## WHAT THE EXERCISE ASKS:
Find each line in the records below that contains the word "midsole" and copy those lines.

──────── DATA IN THIS EXERCISE ────────

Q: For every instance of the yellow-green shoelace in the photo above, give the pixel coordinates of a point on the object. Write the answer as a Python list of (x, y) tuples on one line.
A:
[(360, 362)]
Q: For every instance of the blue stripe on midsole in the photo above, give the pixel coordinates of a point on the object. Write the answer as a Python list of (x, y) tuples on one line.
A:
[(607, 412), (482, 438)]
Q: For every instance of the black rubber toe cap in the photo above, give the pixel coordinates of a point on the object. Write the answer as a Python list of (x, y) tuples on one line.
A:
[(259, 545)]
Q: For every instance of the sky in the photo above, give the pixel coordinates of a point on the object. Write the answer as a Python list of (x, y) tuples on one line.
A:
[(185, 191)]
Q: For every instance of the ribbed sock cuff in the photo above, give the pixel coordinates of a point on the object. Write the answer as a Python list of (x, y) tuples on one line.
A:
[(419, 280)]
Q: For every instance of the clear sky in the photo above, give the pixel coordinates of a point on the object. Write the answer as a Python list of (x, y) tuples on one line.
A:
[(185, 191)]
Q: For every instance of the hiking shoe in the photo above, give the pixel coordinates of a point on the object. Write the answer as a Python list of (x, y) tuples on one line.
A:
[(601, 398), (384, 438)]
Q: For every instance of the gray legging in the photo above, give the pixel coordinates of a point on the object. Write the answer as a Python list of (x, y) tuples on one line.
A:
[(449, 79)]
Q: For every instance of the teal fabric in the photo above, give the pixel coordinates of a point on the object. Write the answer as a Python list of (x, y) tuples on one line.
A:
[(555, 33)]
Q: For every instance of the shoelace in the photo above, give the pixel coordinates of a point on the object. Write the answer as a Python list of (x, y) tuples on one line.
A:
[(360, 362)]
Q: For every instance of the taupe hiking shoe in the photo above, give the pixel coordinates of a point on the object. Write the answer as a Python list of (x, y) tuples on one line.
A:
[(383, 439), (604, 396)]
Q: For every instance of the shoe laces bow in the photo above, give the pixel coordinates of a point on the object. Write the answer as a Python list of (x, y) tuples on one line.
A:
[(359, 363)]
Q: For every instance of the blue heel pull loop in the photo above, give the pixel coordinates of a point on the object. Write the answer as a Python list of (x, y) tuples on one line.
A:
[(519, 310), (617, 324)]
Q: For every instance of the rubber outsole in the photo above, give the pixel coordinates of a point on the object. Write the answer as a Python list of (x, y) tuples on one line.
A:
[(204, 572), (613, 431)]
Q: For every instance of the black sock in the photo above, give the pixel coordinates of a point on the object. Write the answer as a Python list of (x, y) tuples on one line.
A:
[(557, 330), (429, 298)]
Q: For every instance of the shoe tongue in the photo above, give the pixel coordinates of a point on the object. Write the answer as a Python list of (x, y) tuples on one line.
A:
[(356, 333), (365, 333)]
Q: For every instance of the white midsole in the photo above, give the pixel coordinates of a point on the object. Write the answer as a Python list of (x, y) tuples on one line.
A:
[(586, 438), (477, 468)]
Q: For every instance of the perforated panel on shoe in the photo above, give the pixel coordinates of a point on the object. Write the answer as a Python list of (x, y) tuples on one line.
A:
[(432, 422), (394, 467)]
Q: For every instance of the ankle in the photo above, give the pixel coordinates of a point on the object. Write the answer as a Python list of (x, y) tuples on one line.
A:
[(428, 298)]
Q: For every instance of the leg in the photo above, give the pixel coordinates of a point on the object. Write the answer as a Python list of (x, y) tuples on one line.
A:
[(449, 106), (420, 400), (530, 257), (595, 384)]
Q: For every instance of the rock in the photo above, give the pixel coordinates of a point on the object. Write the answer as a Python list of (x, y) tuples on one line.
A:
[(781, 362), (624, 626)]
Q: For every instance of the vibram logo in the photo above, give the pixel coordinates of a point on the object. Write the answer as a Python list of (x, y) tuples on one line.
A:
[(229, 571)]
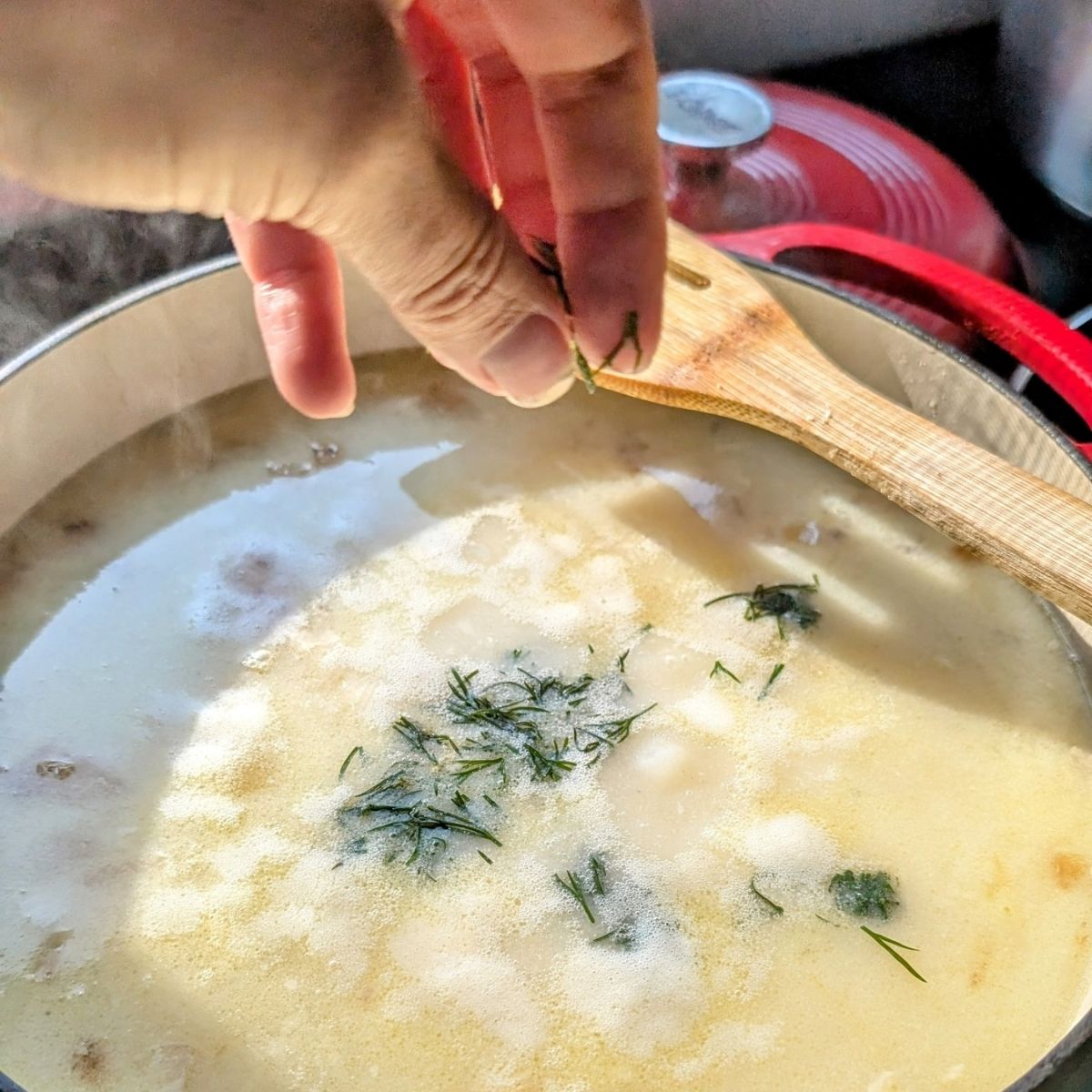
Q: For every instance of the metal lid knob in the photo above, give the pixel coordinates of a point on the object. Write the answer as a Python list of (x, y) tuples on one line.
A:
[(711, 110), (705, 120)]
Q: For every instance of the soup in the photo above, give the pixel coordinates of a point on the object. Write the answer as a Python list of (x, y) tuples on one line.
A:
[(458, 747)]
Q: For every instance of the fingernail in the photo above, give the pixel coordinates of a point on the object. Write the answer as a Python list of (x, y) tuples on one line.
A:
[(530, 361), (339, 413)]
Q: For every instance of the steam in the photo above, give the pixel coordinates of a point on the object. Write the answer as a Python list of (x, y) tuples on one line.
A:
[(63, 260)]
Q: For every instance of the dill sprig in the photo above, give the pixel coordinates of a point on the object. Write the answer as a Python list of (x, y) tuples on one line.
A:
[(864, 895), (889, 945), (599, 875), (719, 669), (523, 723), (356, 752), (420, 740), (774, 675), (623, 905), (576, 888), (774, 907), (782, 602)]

────────
──────── DATA IN THIS EXERCISE ────────

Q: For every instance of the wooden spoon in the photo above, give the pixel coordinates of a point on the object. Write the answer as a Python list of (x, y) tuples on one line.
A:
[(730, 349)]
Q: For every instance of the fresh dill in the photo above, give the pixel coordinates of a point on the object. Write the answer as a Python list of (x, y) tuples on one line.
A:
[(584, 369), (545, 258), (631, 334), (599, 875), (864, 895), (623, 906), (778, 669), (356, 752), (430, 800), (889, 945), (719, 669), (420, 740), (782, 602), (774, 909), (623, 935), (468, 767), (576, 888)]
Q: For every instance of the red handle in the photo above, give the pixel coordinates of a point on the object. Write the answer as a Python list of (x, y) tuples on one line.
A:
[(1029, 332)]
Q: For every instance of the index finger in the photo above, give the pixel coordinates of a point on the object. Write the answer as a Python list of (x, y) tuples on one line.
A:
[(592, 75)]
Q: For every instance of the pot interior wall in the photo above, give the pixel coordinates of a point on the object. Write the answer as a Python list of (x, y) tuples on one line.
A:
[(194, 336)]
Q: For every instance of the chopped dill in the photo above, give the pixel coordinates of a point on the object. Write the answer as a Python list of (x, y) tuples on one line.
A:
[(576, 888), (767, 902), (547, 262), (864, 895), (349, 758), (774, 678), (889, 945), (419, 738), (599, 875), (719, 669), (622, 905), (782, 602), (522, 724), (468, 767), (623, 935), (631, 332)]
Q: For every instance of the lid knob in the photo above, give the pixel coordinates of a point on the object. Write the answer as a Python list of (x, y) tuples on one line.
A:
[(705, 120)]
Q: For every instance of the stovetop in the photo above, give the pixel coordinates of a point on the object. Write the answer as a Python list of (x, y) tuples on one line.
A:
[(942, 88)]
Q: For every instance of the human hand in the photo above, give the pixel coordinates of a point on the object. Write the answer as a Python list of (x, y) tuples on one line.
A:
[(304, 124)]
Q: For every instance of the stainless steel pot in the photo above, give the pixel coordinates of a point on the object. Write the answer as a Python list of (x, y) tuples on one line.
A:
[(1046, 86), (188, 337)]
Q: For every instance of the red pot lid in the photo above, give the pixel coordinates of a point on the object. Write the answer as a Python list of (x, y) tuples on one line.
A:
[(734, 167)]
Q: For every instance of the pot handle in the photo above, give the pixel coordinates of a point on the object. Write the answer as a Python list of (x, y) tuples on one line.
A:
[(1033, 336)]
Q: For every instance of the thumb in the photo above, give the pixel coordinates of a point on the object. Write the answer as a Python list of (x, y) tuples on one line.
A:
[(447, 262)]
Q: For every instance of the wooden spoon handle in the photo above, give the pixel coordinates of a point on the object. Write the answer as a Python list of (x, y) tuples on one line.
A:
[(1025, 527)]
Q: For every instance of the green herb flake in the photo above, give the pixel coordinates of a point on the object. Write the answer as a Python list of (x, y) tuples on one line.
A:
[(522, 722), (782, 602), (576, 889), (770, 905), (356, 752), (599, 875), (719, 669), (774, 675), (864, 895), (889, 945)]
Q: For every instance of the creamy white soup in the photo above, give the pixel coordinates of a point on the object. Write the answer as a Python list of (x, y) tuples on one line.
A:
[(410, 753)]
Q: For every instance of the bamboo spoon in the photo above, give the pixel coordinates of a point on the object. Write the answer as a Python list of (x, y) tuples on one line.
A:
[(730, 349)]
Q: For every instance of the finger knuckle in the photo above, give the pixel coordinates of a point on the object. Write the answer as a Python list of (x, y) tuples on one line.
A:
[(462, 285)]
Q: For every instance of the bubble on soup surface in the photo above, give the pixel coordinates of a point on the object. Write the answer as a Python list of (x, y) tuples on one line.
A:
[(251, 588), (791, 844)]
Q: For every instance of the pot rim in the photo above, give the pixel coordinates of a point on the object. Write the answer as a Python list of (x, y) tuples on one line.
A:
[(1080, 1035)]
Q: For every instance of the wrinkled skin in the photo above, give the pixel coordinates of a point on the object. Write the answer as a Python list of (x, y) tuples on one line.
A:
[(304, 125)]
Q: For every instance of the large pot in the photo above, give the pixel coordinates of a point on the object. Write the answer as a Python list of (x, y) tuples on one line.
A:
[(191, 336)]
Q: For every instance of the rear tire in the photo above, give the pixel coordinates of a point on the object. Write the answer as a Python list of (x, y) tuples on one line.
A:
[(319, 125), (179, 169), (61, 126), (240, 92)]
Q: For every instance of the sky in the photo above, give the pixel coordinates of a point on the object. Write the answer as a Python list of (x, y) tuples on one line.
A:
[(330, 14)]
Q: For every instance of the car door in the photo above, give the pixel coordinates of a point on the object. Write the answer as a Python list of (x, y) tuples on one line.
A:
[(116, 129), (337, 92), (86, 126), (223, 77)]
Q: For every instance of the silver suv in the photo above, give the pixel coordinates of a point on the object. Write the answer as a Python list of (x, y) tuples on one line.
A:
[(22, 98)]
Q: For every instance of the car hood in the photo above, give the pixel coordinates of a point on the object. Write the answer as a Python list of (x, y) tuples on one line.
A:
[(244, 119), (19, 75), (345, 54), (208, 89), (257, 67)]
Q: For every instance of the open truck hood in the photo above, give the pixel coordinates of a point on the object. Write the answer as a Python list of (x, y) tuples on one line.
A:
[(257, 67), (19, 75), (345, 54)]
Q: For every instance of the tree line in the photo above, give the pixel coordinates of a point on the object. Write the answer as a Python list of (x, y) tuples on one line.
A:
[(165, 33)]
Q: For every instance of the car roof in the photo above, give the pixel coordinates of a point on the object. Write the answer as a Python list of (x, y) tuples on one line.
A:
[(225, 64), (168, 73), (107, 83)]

────────

## TASK ANSWER:
Q: For every instance of the blue stripe on midsole in the photo above, give the pixel coordinates of a point on the object. Write the answer as a Python list of (x, y) tuples on one line.
Q: For every instance of the white midsole in the photo above, give the pixel coordinates of a point on the object. Write the answer as a Python list of (x, y) tuples on one line.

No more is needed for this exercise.